• _THE TASK_: Please copy every line with the string "fireplace" from the entries below.

[Opening DATA TO PROCESS section]

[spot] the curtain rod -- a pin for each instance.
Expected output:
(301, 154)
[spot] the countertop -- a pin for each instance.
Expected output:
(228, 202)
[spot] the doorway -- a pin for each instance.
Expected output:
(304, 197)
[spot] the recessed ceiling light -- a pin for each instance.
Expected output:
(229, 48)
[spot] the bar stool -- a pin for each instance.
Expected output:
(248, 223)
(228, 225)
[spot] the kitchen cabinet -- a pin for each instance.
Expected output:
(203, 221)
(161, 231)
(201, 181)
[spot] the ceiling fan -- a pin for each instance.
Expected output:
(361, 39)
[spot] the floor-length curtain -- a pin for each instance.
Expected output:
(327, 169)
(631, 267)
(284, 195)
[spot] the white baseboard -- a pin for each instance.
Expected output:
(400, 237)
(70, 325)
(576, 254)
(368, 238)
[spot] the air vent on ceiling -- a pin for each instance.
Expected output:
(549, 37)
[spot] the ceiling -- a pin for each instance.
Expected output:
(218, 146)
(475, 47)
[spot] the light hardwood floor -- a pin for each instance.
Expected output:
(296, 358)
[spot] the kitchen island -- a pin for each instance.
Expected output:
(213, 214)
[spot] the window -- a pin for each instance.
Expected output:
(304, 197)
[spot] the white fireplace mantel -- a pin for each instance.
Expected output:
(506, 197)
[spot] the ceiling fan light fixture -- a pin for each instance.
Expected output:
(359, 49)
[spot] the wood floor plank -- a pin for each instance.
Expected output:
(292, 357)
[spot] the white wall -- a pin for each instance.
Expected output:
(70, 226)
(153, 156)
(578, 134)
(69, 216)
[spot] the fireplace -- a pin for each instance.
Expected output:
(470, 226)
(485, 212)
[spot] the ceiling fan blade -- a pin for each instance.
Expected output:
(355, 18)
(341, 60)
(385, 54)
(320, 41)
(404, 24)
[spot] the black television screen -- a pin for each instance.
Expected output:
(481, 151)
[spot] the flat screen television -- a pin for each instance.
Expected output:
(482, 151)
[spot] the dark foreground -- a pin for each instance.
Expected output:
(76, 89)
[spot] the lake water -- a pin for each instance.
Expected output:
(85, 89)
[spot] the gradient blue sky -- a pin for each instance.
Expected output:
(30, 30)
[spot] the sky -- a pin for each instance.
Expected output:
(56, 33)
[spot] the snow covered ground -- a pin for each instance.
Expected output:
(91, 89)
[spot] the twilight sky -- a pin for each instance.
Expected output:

[Closing DATA TO PROCESS section]

• _REPLY TO THE EXERCISE_:
[spot] the white fireplace mantel -- a pin for each instance.
[spot] the fireplace -- a pin for each instance.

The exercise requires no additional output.